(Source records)
= = =

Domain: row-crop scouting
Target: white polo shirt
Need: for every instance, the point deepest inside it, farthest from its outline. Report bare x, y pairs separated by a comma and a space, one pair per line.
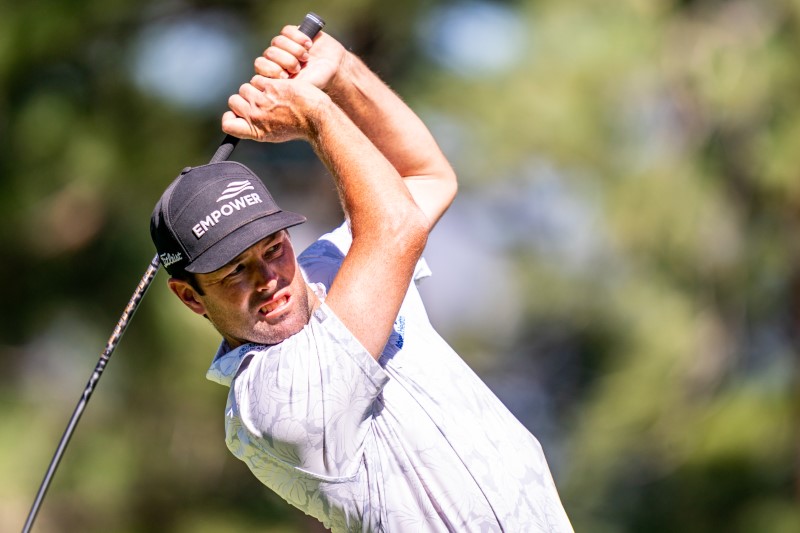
413, 442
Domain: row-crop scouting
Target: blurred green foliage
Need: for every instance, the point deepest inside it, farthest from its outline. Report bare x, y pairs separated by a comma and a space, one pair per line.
666, 349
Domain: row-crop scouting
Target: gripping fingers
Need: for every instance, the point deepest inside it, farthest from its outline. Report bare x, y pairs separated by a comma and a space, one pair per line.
269, 69
236, 126
283, 58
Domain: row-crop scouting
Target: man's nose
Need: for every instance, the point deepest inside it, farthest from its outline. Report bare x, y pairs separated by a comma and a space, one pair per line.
265, 277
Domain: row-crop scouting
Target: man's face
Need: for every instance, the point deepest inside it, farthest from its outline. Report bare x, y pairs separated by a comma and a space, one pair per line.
259, 297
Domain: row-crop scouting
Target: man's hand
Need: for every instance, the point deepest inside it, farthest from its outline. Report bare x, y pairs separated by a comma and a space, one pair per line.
272, 110
291, 54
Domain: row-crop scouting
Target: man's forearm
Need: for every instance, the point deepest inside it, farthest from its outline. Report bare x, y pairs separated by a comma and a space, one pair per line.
398, 133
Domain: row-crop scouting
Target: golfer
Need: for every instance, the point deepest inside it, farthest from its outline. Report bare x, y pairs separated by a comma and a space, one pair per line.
343, 399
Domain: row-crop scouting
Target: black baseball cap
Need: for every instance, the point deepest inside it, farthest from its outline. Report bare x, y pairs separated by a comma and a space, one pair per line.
212, 213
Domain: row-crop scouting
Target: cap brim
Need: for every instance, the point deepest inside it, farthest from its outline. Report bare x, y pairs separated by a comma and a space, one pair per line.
236, 242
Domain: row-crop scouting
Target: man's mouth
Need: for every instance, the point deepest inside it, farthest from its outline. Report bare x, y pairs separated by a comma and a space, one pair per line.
274, 307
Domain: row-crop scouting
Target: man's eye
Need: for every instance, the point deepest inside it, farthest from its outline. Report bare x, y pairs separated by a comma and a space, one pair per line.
235, 270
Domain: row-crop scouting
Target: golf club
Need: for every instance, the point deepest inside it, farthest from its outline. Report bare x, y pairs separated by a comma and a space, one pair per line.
311, 25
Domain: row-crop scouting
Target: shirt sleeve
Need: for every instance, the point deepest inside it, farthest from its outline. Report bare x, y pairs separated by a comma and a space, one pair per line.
309, 401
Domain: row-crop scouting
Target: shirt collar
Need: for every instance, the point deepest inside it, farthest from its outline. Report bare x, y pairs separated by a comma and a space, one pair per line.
226, 363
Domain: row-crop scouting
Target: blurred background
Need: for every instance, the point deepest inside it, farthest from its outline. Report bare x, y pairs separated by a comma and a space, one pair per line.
621, 265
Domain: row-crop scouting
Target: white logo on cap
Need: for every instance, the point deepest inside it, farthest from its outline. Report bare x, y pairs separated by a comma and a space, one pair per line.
235, 188
170, 259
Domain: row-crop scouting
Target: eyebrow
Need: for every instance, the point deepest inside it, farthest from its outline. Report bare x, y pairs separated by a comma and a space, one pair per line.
269, 239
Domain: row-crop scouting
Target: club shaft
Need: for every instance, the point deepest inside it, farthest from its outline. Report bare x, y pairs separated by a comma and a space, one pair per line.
111, 345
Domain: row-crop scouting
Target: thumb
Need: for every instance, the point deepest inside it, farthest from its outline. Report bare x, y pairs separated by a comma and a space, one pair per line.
236, 126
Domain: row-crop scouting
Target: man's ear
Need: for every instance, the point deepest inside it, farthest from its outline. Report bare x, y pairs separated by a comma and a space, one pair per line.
187, 294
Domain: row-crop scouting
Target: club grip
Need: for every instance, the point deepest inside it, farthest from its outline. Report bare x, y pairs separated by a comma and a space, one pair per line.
311, 26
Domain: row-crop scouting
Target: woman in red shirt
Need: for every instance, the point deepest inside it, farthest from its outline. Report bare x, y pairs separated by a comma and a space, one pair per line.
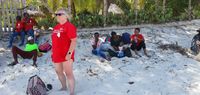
17, 31
63, 47
138, 42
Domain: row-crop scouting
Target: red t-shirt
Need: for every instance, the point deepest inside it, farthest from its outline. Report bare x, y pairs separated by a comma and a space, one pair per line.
137, 39
61, 40
19, 26
29, 23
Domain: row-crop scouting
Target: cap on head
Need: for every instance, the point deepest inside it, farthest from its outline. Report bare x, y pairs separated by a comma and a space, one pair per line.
64, 11
138, 29
30, 38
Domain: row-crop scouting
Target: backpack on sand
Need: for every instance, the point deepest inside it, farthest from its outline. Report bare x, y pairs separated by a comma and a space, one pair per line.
36, 86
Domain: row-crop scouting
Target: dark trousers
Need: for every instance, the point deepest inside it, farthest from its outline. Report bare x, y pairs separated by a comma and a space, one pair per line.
134, 46
21, 33
24, 54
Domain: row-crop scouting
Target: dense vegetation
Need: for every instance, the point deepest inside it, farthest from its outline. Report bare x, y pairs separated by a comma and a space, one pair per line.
89, 13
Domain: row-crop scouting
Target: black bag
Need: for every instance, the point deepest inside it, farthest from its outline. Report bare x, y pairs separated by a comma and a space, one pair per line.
127, 52
37, 87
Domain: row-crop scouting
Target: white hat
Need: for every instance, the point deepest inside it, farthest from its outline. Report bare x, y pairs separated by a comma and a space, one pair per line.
30, 38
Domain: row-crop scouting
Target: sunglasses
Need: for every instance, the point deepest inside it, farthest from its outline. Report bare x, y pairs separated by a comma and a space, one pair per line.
59, 14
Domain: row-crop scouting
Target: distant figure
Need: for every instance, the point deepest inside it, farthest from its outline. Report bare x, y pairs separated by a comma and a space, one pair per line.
18, 30
195, 44
96, 42
29, 22
63, 49
31, 51
116, 43
138, 42
99, 47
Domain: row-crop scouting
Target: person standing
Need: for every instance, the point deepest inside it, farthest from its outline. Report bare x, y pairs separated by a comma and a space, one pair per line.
63, 48
138, 42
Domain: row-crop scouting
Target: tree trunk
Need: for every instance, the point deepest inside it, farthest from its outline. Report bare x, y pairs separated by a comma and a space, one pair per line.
190, 10
136, 10
105, 11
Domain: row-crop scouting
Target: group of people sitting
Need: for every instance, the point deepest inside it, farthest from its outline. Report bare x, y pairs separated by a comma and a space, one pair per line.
118, 45
22, 28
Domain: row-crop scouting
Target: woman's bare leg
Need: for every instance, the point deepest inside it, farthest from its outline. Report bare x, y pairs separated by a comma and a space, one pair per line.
61, 75
68, 68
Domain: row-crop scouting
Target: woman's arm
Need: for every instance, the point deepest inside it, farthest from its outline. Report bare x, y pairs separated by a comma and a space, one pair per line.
71, 49
72, 45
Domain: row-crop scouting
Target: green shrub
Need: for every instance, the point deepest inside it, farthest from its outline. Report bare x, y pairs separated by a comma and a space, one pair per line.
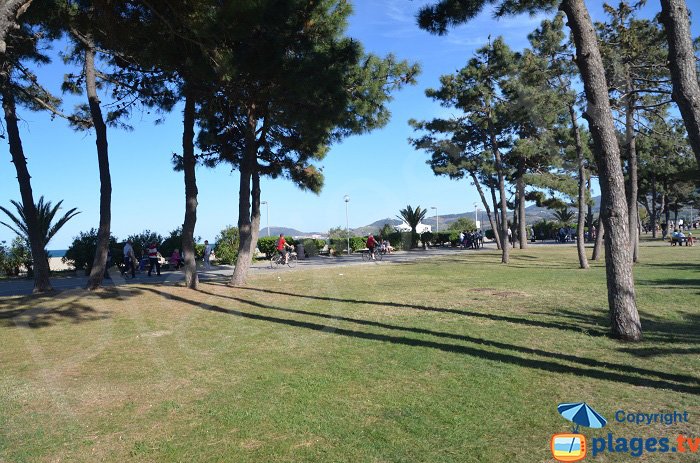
545, 230
14, 257
173, 242
357, 243
227, 242
199, 250
141, 241
81, 252
311, 247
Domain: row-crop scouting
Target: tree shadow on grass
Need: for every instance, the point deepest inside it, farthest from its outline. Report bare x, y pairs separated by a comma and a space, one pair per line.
655, 329
671, 283
537, 364
28, 312
680, 266
649, 352
459, 337
500, 318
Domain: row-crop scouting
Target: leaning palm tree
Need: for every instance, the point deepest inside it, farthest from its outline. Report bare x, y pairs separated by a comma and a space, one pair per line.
412, 217
45, 217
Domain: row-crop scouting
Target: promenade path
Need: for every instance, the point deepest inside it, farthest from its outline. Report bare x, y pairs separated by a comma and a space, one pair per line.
21, 287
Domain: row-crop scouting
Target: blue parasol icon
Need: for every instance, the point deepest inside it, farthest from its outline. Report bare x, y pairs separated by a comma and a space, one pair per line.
581, 414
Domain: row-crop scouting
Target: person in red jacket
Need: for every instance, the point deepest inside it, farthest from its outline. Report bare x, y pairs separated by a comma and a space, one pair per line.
282, 247
371, 244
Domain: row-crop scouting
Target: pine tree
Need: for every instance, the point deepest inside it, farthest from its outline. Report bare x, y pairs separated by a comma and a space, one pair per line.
624, 317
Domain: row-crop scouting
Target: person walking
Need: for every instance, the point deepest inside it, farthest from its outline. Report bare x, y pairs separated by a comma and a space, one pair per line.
371, 244
129, 259
153, 259
207, 255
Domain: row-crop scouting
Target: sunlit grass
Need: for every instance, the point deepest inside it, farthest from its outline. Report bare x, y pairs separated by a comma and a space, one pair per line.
454, 359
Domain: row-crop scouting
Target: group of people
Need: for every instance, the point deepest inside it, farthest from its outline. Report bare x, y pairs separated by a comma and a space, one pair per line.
152, 258
566, 234
471, 239
678, 238
373, 245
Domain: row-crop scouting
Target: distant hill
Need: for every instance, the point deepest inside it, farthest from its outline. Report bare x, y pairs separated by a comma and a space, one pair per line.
275, 231
532, 213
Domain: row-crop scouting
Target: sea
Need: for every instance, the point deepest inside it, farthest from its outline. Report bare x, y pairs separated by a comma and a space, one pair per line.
57, 252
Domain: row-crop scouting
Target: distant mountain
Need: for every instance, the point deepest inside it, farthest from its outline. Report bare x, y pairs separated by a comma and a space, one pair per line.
532, 213
275, 231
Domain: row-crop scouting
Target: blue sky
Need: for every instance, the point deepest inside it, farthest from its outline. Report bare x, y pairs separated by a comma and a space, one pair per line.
380, 171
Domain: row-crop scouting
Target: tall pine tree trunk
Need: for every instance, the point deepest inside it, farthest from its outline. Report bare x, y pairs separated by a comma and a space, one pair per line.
10, 11
520, 194
497, 214
246, 216
103, 231
36, 239
624, 317
582, 181
682, 62
654, 211
505, 248
244, 259
633, 187
600, 234
189, 164
486, 208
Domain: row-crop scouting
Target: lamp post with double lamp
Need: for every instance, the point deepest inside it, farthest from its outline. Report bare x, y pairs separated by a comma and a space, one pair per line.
267, 215
346, 198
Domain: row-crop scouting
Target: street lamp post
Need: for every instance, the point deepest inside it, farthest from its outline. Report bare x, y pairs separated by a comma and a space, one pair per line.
347, 226
267, 216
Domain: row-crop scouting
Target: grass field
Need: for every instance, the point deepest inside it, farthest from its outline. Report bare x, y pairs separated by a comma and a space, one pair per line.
459, 359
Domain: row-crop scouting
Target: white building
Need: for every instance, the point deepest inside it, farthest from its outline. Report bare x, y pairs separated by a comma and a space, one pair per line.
421, 228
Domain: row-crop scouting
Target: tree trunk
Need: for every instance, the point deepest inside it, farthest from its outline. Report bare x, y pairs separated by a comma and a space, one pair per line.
654, 212
633, 188
246, 216
667, 216
486, 208
600, 232
502, 191
244, 258
497, 212
36, 240
520, 194
103, 231
624, 317
682, 63
582, 181
189, 164
10, 11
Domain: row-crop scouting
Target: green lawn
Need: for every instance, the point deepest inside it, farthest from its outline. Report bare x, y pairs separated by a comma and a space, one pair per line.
455, 359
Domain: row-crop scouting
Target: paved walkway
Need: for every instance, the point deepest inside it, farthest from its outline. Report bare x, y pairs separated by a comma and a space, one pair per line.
22, 287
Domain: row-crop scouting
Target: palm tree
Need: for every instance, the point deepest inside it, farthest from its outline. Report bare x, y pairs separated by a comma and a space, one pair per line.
564, 215
412, 218
45, 216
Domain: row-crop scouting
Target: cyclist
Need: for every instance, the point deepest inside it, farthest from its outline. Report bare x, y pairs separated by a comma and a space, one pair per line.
282, 248
371, 244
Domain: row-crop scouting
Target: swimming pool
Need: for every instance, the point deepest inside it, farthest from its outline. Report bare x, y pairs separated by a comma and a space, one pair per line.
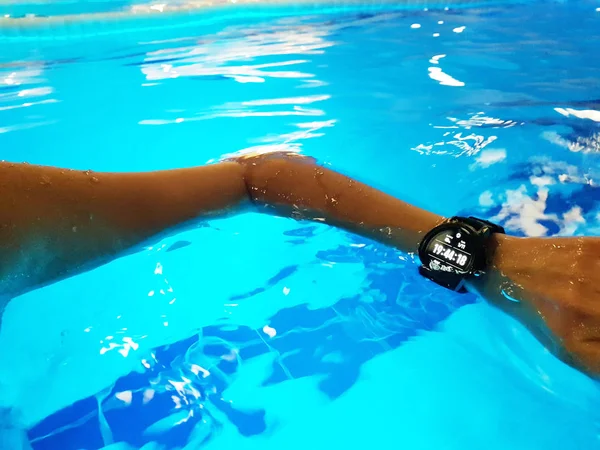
257, 332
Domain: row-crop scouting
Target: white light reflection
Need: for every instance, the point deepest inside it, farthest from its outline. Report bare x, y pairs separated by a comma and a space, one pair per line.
468, 145
269, 331
436, 73
488, 157
435, 59
590, 114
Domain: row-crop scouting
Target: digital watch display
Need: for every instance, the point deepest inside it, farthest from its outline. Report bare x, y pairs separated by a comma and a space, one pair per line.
455, 250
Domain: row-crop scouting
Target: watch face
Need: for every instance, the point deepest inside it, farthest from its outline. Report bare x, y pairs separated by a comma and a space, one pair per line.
452, 249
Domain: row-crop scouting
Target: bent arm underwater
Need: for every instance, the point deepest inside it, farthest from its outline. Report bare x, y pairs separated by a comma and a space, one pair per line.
55, 223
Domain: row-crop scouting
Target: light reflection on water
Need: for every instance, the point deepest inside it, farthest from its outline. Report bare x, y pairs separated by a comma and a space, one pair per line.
237, 332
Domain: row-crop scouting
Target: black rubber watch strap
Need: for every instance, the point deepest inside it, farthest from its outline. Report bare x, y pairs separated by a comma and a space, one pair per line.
450, 281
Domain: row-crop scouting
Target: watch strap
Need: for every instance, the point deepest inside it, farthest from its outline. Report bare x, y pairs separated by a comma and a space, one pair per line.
451, 281
480, 225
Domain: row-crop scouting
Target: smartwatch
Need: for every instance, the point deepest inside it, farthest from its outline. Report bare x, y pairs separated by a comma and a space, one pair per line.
456, 250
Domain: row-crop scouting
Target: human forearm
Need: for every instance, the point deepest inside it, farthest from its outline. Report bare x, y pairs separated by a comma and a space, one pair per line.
297, 187
54, 222
57, 222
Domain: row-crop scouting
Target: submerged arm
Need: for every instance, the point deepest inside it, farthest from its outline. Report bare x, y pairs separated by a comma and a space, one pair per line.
56, 222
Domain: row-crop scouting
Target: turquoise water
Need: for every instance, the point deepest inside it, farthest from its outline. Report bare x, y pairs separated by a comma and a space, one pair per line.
257, 332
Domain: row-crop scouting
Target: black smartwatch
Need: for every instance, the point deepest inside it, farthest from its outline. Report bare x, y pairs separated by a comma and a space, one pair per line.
456, 250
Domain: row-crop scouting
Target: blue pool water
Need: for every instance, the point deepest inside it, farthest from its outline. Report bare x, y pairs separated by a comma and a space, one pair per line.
256, 332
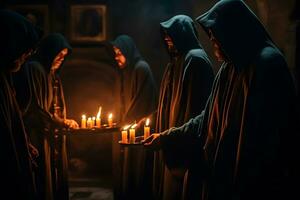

= = =

Retype only the stretch of lines above starting at the one with "Target: black bag" and stopping at the one with "Target: white hat", exactly as written, with both kept.

Target: black bag
Need: for every instance, the point deepest inside it, farthest from its outline. Report bare x, y pairs separated by a comma and a space, one pair per line.
127, 52
37, 87
Domain: row-crop scouting
Target: white hat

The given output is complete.